_Dataset content:_
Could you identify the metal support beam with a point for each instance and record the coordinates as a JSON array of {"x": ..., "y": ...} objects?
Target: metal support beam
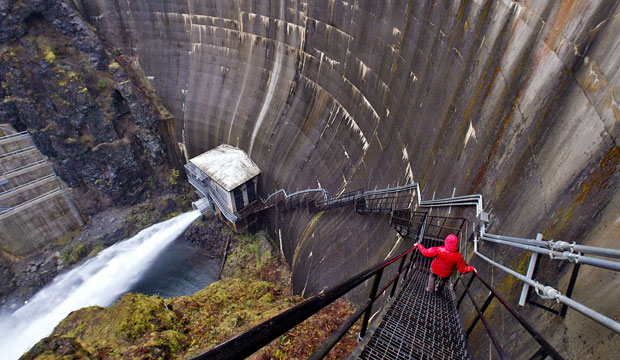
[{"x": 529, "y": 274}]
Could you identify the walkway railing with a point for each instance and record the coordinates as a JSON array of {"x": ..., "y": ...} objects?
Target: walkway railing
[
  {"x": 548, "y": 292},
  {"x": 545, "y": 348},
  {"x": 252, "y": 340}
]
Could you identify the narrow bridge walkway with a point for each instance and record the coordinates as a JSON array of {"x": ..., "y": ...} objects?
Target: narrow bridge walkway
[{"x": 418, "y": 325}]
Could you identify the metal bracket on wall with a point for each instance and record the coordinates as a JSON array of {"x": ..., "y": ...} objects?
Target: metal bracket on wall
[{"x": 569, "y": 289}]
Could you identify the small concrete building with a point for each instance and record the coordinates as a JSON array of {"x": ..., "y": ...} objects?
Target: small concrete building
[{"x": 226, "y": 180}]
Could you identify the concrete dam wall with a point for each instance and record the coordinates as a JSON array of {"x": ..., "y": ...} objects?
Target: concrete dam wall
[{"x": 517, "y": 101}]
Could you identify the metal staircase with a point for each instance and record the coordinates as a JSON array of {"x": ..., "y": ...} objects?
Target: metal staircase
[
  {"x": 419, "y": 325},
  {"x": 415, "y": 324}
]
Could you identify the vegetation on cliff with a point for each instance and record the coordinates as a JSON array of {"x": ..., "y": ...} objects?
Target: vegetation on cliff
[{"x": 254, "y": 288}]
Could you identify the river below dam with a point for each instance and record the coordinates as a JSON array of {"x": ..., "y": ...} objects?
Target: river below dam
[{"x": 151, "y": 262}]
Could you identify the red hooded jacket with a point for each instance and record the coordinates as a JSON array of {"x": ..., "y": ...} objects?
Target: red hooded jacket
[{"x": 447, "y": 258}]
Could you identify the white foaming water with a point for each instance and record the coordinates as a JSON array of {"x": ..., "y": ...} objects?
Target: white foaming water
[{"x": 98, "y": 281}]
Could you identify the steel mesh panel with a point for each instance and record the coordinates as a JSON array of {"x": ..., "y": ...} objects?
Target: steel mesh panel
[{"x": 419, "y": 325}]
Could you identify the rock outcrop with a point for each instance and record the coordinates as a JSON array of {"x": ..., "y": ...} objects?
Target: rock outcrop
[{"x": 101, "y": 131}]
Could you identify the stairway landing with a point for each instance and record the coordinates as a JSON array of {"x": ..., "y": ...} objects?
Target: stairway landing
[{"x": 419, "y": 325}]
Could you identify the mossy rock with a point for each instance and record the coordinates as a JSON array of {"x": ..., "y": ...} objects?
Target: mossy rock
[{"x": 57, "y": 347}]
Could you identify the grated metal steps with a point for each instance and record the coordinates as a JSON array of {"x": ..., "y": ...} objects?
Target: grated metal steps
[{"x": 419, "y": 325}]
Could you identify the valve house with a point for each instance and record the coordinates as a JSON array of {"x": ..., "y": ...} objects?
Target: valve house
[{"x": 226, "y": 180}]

_Stated goal:_ Scale the listing from the line with "Could you identify the grated" through its end: rewrite every line in that stretch, multiplying each x and y coordinate in the answers by 2.15 and rounding to whole numbers, with halves rounded up. Keep all other text in those lines unchanged.

_Response to this task:_
Could you identify the grated metal steps with a point for each instance and record the coordinates as a JSON array of {"x": ..., "y": ...} objects?
Target: grated metal steps
[{"x": 901, "y": 699}]
Could you identify the valve house with a point for each instance and record the coordinates as a JSON array of {"x": ..., "y": ...} objects?
Target: valve house
[{"x": 486, "y": 387}]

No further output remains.